GOAL — Gather every line of the material below that contains the string "pointer".

Photo object pointing records —
····················

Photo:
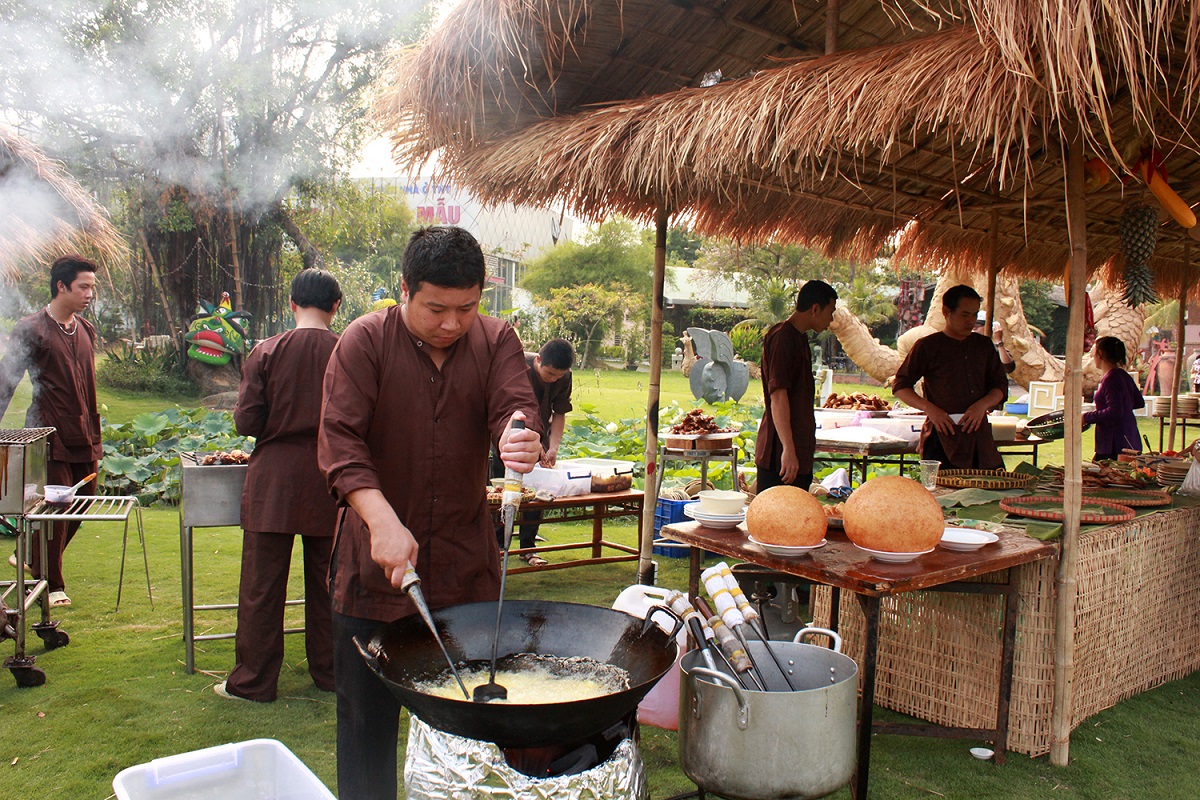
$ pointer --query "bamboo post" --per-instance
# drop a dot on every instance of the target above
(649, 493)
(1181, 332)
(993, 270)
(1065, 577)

····················

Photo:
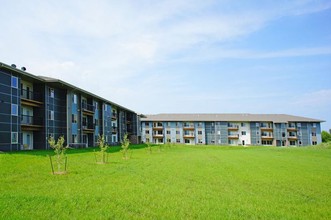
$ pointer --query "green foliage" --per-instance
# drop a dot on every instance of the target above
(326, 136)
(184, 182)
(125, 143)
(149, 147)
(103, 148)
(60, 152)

····················

WRITTEN SOLUTION —
$ pointer --query "bamboo post" --per-instance
$ pointer --query "green foliage" --per-instance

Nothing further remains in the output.